● **TEXTE FOURNI**:

Actualités :: Elections à la CENI : Le Tocsin déplore la cacophonie
Albert Ouédraogo

"La composante défense des droits humains de la société civile sort diminuée des élections du 12 août 2006." C’est la conclussion à laquelle est parvenu le Tocsin, qui déplore "les conditions calamiteuses et la cacaphonie" dans lesquelles ont eu lieu les élections.

La démocratie est un processus qui doit permettre aux citoyens de se sentir les véritables acteurs du devenir de la nation, et les responsables des choix politiques, économiques et culturels opérés par leurs dirigeants. Ceci est vrai lorsque les urnes reflètent le libre choix conscient des électeurs. Mais peut-on promouvoir et impulser la démocratie dans un pays où l’analphabétisme frappe plus de 80% de la population ?

La démocratie a-t-elle un sens dans des sociétés où la majorité de la population a pour référence les lois et les valeurs tribales centrées sur le caractère sacré et inamovible du chef ou du roi ? La démocratie peut-elle s’épanouir dans un espace inégalitaire où les riches se croient supérieurs aux pauvres, où les diplômés pensent avoir plus de droits que les analphabètes, où les hommes montrent du mépris pour la promotion des femmes, où des hommes se fondent sur leur naissance pour dévaloriser les descendants d’esclaves et les hommes de castes ?

● **DONNÉES FOURNIES**:
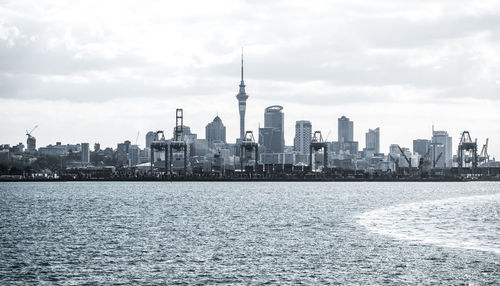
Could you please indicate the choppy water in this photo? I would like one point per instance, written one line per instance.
(249, 233)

● **PROBLÈME POSÉ**:
D'après l'article sur les élections à la CENI, à quelle date se sont tenues les élections dont le Tocsin déplore le déroulement ?

● **EXERCICE COMPLÉTÉ**:
Le 12 août 2006.